--- Supplied records ---

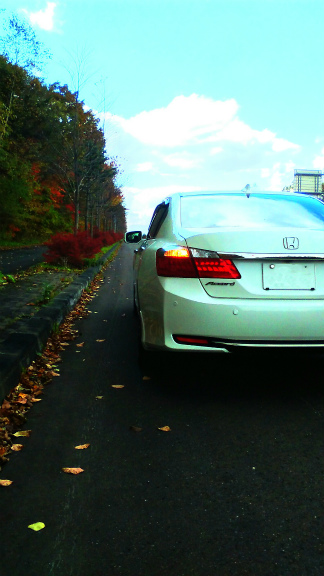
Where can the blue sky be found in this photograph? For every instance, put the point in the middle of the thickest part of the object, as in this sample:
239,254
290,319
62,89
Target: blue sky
193,94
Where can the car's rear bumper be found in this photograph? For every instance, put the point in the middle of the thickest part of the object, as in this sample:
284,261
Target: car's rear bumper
229,324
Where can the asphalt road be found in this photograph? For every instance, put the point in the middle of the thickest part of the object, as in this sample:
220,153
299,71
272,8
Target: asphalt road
12,261
234,488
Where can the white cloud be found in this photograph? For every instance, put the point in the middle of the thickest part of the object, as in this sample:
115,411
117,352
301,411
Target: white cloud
205,146
144,167
318,162
44,18
195,120
185,120
182,160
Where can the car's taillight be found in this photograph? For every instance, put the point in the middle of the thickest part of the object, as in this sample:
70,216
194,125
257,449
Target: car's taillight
175,263
181,262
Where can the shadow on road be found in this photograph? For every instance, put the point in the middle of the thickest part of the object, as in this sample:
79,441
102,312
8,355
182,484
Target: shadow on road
254,375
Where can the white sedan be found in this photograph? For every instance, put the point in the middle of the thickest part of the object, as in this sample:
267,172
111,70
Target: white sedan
219,271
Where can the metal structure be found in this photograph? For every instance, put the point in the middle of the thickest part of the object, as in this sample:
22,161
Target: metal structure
308,182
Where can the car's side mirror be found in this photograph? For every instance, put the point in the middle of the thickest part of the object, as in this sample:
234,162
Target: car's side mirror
133,237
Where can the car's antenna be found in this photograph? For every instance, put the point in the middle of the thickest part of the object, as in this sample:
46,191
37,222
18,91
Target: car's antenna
246,189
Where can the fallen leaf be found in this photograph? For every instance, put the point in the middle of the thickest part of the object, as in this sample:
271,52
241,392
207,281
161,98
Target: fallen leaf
37,526
72,470
135,429
17,447
22,433
5,482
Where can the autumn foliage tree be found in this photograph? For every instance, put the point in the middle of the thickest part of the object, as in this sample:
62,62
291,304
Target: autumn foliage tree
54,172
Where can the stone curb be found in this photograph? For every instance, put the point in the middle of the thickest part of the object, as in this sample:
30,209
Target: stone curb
30,336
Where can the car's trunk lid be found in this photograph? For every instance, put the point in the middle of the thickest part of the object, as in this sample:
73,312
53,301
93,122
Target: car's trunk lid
277,263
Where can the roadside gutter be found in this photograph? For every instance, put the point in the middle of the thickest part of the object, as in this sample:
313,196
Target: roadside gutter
21,347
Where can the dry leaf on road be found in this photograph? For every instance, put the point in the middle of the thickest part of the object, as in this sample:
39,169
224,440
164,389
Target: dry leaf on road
17,447
37,526
5,482
22,433
135,429
72,470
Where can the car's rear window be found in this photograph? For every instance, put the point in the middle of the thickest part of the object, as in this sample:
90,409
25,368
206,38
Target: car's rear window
255,211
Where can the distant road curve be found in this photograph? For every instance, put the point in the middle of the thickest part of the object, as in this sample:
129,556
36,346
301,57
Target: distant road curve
12,261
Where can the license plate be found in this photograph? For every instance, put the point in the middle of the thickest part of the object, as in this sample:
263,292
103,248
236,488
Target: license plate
288,276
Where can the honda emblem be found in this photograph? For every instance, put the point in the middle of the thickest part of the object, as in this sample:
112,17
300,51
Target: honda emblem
291,243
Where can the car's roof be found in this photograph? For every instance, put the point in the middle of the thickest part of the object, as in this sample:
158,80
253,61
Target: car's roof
246,193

---

Task
What is needed is an exact reprint of every entry, pictures excluded.

Written response
Where can the blue sky be found in this photograph? For every instance, put the point in the middle of the thickest part of the object, as in this sample:
239,254
290,319
62,89
Target: blue sky
193,94
Where can the car's rear bumper be found in this photograph? For every instance, put the point in the middle of the thickest part of the object, as in this sample:
284,261
Target: car's rear bumper
229,324
Where can the asphalt road be found in this photograph? For every instance, put the point in the middle of the thickest part of the object, as in this sample:
220,153
299,71
272,8
Target: asphalt road
12,261
234,488
Where can the white cloud be found in this photograph? For every instance, put the point in the middle of the thickest part of the object, as in this sample:
115,411
117,352
301,411
Target: white cloud
205,146
144,167
318,162
44,18
195,120
185,120
182,160
Where can the car's taillight be found in this photograph? For every instance, put the point in the middle of the thickest part of the object, as in this sample:
70,216
194,125
257,449
Target: car's taillight
175,263
181,262
Where can the shadow on road be found in this photograph? For every instance, put the point in the middle of the thickest part of the object, as in this sample:
79,441
102,312
8,355
182,484
Target: shadow on road
254,375
Where can the white sedan be found in this photograph? For every instance, put the point in the middle of the thickest part of the object, as in this sample:
267,172
111,70
Target: white sedan
219,271
Where can the metal structure be found in this photograph? For every instance, put the point in the middle of the thickest part of the object, as in this sample:
22,161
Target: metal structure
308,182
Where can the car's side mirror be found in this photograph? For every instance, put the point in the middle of the thickest part of the object, as in this sample:
234,162
Target: car's side mirror
133,237
Where can the car's antenna be found in this photograph? For every instance, put the point in the middle of the thickest part of the object, as in this sample:
46,191
37,222
18,91
Target: car's antenna
246,189
Where can the fallen leaf be found in this photograph? For every instance, put the point in the middle of the thickest part of the object, as in this sample:
271,52
241,392
207,281
161,98
Target: fallen leaf
37,526
72,470
135,429
17,447
22,433
5,482
Where can the autumn foliage tree be found in this photograph? For every instance, put the point in the middle of the thickest part of the object, as in this sample:
62,62
291,304
Target: autumn foliage tree
54,172
Where can the stone curb be found in this photograph? For every instance, put the point in the middle of the thickest part of the object, as in this sample:
30,209
Target: stone curb
30,336
Where can the car's trunk lid be found in this photograph? For every instance, put the point in the middle of the thickest part of the object, as in this sample:
73,312
53,301
93,122
Target: car's trunk lid
277,263
Where can the roadside gutter be found in this photograph? For every instance, put the point in the middle of the thickest part of the object, as in this sample:
313,196
Target: roadside gutter
21,347
Where can the dry leaf on road be found in this photograph? For every instance, put the point in the middle of the thickest part of the object, as in this sample:
39,169
224,440
164,389
Target: dry leaf on road
17,447
37,526
5,482
22,433
135,429
72,470
Where can the car's rear window be found in this photograph? For every instance, put the point in the middle of the thickest part of the object, as in this sample:
90,409
25,368
206,38
Target: car's rear window
255,211
Where can the distant road curve be found in this photograph? For every instance, put the point in the middle of the thickest part of the object, as in this sample:
129,556
36,346
301,57
Target: distant road curve
12,261
Where can the license plate be found in this photograph? For every instance, put the point in the middle of the thickest part of the object, as in this sample:
263,292
103,248
236,488
Target: license plate
288,276
Where can the honda emblem be found in this photograph? For every instance, put the point in the middle of the thickest part of the object, as in this sample:
112,17
300,51
Target: honda emblem
291,243
Where can the car's roof be found in this photograph? For every instance, put the point in the middle of the thickest part of the object, as in this sample:
158,80
253,61
Target: car's roof
246,193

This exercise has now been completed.